Ar² and Ar² each independently represent hydrogen, a substituted or unsubstituted aromatic hydrocarbon group having 6 to 18 carbon atoms, a substituted or unsubstituted aromatic heterocyclic group having 3 to 17 carbon atoms, or a substituted or unsubstituted linked aromatic group in which two to five of these aromatic rings are linked to each other. Preferred is hydrogen, a substituted or unsubstituted aromatic hydrocarbon group having 6 to 18 carbon atoms, or a substituted or unsubstituted linked aromatic group in which two to five of these aromatic hydrocarbon groups are linked to each other. More preferred is a substituted or unsubstituted phenyl group, or a substituted or unsubstituted linked aromatic group in which two to five phenyl groups are linked to each other.

Specific examples of the unsubstituted aromatic hydrocarbon group having 6 to 18 carbon atoms, the unsubstituted aromatic heterocyclic group having 3 to 17 carbon atoms, or the linked aromatic group in which two to five of these aromatic rings are linked to each other include a group generated from benzene, naphthalene, acenaphthene, acenaphthylene, azulene, anthracene, chrysene, pyrene, phenanthrene, fluorene, triphenylene, pyridine, pyrimidine, triazine, thiophene, isothiazole, thiazole, pyridazine, pyrrole, pyrazole, imidazole, triazole, thiadiazole, pyrazine, furan, isoxazole, quinoline, isoquinoline, quinoxaline, quinazoline, thiadiazole, phthalazine, tetrazole, indole, benzofuran, benzothiophene, benzoxazole, benzothiazole, indazole, benzimidazole, benzotriazole, benzisothiazole, benzothiadiazole, purine, pyranone, coumarin, isocoumarin, chromone, dibenzoselenophene, dibenzofuran, benzofuropyridine, benzofuropyrimidine, dibenzothiophene, benzothienopyridine, benzothienopyrimidine, pyridoindole, carbazone, or compounds in which two to five of these are linked to each other. Preferred examples thereof include a group generated from benzene, naphthalene, phenanthrene, fluorene, triphenylene, triazine, dibenzofuran, benzofuropyridine, benzofuropyrimidine, dibenzothiophene, benzothienopyridine, benzothienopyrimidine, pyridoindole, or carbazone, or compounds in which two to five of these are linked to each other. More preferred is a phenyl group, a biphenyl group, or a terphenyl group. The terphenyl group may be linked linearly or branched.

*Information supplied:*
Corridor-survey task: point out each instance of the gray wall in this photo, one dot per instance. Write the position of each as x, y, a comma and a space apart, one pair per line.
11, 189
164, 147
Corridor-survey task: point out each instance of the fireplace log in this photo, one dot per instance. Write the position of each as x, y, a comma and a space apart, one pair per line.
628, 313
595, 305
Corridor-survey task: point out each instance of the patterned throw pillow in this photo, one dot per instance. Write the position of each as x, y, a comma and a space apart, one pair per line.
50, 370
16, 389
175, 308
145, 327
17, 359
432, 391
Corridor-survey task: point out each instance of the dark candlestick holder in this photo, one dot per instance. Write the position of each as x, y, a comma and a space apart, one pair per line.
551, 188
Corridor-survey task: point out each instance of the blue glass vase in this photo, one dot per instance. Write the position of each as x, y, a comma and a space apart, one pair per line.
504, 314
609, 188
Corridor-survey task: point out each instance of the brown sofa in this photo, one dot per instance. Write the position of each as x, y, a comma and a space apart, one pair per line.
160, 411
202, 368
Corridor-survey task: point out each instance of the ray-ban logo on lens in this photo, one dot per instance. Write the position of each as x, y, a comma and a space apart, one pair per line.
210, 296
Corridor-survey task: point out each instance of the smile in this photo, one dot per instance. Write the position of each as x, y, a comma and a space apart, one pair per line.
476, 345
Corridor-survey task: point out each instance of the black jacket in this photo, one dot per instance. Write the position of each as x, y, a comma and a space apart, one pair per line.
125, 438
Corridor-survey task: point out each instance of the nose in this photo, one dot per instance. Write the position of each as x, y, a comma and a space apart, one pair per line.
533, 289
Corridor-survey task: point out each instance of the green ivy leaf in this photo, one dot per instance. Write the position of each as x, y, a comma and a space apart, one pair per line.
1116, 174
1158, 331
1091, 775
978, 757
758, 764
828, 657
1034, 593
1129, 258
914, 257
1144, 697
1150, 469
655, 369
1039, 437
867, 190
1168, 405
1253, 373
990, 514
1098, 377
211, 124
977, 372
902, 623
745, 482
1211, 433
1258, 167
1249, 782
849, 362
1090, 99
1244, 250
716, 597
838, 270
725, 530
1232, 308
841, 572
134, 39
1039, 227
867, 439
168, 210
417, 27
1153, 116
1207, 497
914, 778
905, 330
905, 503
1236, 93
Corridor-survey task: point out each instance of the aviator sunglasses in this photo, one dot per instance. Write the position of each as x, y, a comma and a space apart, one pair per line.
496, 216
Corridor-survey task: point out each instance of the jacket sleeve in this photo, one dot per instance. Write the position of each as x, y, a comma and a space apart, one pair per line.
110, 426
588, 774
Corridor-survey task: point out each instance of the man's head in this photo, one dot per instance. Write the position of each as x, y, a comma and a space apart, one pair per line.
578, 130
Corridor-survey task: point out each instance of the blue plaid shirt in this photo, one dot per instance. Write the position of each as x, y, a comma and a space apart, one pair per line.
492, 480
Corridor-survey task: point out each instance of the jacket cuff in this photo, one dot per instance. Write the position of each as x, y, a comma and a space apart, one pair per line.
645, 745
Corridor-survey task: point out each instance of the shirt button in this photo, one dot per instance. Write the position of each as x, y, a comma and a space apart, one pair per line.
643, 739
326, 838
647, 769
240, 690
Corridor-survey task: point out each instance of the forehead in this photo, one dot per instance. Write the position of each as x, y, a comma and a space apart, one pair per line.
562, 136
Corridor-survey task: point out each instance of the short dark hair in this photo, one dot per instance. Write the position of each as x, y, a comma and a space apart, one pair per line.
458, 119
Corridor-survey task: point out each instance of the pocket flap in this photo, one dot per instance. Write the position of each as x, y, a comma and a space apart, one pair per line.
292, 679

*Problem to work on:*
Set down the passage on aromatic substituent groups above verbatim, from "Ar² and Ar²" up to and including "phenyl groups are linked to each other.".

*Result for this task:*
Ar² and Ar² each independently represent hydrogen, a substituted or unsubstituted aromatic hydrocarbon group having 6 to 18 carbon atoms, a substituted or unsubstituted aromatic heterocyclic group having 3 to 17 carbon atoms, or a substituted or unsubstituted linked aromatic group in which two to five of these aromatic rings are linked to each other. Preferred is hydrogen, a substituted or unsubstituted aromatic hydrocarbon group having 6 to 18 carbon atoms, or a substituted or unsubstituted linked aromatic group in which two to five of these aromatic hydrocarbon groups are linked to each other. More preferred is a substituted or unsubstituted phenyl group, or a substituted or unsubstituted linked aromatic group in which two to five phenyl groups are linked to each other.